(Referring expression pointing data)
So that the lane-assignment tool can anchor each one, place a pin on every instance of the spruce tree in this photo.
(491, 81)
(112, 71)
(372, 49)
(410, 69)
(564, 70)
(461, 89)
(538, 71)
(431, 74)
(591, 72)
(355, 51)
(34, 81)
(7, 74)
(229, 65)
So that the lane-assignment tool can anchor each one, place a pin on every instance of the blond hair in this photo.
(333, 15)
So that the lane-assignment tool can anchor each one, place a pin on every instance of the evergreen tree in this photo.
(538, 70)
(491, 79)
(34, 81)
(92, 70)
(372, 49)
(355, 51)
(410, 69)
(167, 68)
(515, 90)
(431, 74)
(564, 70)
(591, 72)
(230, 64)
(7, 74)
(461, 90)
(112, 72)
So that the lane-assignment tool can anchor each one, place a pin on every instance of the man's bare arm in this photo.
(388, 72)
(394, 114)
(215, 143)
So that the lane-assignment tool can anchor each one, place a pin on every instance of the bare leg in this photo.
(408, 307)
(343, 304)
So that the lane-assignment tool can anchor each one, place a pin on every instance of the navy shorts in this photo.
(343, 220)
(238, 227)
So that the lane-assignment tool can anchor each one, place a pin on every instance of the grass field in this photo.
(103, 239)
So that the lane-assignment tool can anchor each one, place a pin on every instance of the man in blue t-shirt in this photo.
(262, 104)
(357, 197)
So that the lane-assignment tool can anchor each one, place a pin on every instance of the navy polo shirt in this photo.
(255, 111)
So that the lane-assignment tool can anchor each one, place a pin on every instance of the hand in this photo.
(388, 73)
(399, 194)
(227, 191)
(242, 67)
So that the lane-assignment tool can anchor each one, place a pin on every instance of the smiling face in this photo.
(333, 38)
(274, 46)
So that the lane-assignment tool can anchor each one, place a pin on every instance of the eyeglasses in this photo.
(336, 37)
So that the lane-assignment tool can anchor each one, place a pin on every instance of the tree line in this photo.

● **What this task involves**:
Write out every record, exactly as written.

● **Exercise result**:
So that the lane-assignment tool can anchor each one, place a pin on every instance of the spruce tree in this photo.
(491, 81)
(112, 71)
(372, 49)
(410, 69)
(564, 70)
(461, 89)
(538, 71)
(431, 74)
(591, 72)
(355, 51)
(34, 81)
(7, 74)
(229, 65)
So that the lane-assignment tool can anchor each one, place a pin on every instance of the blond hair in this photo.
(333, 15)
So that the lane-assignment tool can anchor each one, place a pin on every instance of the evergreen tree in this photo.
(538, 70)
(491, 79)
(34, 81)
(92, 70)
(372, 49)
(355, 51)
(410, 69)
(167, 68)
(515, 90)
(431, 74)
(564, 70)
(591, 72)
(230, 64)
(7, 74)
(461, 90)
(112, 72)
So that the lane-assignment tool can anchor each one, place a pin on every instance of the man's bare arm in this photo.
(388, 72)
(394, 114)
(215, 143)
So that the lane-assignment tool can anchor each one, place a pin on every instance of the bare leg in this photo.
(408, 307)
(343, 304)
So that the lane-assignment tool can anchor each one, place a pin on every instance of the navy shorts in this photo.
(343, 220)
(238, 227)
So that the lane-assignment tool can anchor each one, place a pin on every instance of the grass field in this photo.
(103, 239)
So that the lane-assignment tool can anchor each one, place a pin on every instance of the man in blue t-shirt in this photo.
(262, 104)
(357, 197)
So that the lane-assignment tool can anchor each one, place a pin on every instance of the navy polo shirt in this photo.
(255, 111)
So that the lane-assignment tool can anchor each one, place a pin on every instance of the hand in this photo.
(388, 73)
(399, 194)
(227, 191)
(242, 67)
So that the lane-assignment tool can anchor each one, place a pin on every instance of the smiling face in this photo.
(333, 38)
(274, 46)
So that the lane-assignment tool can anchor each one, place a pin on every instance of the eyeglasses in this photo.
(336, 37)
So that the lane-assignment tool can anchor each one, place a pin on every instance of the tree line in this photo.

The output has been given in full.